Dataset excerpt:
──────────────────────────────
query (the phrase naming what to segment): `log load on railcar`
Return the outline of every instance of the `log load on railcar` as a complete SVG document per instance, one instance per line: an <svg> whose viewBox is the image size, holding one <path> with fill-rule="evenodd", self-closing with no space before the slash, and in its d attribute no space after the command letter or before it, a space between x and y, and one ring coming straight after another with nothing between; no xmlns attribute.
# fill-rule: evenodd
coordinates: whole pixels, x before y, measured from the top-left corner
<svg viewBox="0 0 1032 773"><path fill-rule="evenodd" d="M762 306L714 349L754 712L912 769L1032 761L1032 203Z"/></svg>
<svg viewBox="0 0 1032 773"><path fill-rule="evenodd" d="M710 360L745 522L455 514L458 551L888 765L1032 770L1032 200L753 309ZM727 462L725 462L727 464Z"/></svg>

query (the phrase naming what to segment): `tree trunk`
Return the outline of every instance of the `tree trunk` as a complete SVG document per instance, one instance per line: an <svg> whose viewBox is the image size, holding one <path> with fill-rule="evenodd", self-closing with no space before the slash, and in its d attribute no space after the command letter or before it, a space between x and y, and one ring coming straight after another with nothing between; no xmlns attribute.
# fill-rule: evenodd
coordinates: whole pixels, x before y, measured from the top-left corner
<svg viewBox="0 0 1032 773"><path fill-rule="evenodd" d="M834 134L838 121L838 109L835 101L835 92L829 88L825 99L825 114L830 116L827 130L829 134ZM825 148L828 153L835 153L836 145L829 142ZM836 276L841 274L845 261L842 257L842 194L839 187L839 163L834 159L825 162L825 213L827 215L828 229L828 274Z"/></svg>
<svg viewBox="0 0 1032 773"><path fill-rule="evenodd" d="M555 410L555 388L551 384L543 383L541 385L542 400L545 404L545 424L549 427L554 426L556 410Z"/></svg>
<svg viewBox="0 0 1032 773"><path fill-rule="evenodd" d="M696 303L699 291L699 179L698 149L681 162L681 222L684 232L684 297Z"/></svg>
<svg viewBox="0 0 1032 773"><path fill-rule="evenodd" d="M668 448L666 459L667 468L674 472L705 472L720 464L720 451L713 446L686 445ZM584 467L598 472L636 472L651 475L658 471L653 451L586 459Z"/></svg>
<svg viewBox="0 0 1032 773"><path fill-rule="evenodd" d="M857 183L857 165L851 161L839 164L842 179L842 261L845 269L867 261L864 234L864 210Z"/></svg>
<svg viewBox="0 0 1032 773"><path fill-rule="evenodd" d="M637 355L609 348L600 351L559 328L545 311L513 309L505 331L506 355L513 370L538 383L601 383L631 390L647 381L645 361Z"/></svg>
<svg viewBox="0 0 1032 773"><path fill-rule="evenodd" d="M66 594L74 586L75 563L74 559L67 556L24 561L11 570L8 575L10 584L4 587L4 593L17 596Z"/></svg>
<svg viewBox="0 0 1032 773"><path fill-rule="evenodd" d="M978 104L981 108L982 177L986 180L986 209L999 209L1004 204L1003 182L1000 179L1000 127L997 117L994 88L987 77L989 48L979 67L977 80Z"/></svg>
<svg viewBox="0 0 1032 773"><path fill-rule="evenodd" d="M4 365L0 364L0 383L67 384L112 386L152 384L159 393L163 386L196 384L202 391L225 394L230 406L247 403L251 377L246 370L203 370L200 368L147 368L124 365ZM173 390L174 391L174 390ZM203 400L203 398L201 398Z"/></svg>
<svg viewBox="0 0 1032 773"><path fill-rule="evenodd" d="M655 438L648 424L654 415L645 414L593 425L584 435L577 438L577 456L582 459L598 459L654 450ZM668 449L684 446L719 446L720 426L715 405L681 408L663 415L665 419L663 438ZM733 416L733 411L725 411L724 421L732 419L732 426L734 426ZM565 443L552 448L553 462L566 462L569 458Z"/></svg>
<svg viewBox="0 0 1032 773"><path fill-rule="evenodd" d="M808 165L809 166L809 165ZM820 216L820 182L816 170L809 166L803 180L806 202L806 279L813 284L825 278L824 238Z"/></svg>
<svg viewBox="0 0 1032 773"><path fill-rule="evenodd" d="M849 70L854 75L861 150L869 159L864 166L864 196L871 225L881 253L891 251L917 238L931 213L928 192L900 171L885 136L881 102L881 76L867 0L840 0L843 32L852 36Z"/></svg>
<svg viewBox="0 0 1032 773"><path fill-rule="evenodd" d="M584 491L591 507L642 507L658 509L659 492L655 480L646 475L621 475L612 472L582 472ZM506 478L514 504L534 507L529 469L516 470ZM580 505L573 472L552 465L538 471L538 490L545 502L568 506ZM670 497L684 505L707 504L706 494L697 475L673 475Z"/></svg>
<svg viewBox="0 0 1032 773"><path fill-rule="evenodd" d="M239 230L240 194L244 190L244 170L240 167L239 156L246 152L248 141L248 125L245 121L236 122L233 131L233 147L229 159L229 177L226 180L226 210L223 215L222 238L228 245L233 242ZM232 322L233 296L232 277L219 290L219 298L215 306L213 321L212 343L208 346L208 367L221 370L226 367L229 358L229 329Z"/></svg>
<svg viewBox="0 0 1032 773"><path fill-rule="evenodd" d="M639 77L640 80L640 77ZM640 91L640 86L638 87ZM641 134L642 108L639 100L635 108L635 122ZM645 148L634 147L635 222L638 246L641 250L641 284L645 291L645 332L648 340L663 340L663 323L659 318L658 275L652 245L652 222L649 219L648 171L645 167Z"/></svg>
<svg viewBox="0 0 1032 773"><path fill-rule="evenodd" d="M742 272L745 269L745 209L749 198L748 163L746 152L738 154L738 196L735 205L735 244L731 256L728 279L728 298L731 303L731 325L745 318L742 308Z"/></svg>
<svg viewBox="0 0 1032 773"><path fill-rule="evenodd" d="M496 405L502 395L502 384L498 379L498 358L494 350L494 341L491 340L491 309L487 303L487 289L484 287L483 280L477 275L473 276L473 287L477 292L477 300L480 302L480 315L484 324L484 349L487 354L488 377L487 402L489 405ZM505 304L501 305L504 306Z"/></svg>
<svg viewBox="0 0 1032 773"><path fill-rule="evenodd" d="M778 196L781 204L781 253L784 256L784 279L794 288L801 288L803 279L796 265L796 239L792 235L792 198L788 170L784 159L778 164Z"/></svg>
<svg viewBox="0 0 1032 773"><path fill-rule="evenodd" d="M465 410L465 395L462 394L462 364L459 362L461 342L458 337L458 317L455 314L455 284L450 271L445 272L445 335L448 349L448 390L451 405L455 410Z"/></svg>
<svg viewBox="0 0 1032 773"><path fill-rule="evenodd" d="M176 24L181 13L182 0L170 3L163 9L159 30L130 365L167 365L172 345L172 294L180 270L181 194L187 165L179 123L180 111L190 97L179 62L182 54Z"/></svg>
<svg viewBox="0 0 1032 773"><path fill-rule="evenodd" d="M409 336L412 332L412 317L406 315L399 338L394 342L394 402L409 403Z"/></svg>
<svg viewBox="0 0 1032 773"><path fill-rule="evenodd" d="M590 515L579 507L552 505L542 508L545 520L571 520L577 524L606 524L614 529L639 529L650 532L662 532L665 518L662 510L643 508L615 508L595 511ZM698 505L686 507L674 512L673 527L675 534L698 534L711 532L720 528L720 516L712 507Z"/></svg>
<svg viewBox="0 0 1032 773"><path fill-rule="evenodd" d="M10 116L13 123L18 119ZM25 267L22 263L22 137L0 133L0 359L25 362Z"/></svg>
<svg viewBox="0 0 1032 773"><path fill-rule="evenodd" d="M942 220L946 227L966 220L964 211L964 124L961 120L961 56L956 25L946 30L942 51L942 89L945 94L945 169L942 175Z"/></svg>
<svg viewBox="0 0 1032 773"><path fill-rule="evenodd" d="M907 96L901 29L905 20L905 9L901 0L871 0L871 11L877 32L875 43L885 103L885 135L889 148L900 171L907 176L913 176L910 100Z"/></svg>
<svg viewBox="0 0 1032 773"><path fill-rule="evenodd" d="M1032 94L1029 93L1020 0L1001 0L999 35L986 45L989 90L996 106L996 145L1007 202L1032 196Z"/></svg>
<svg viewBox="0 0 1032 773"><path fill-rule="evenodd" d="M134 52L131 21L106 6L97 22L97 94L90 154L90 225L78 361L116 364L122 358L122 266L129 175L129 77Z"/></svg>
──────────────────────────────
Display each line of the rows above in which the string "query" appears.

query (the phrase naming what to segment): `log load on railcar`
query (the phrase naming what to segment): `tree trunk`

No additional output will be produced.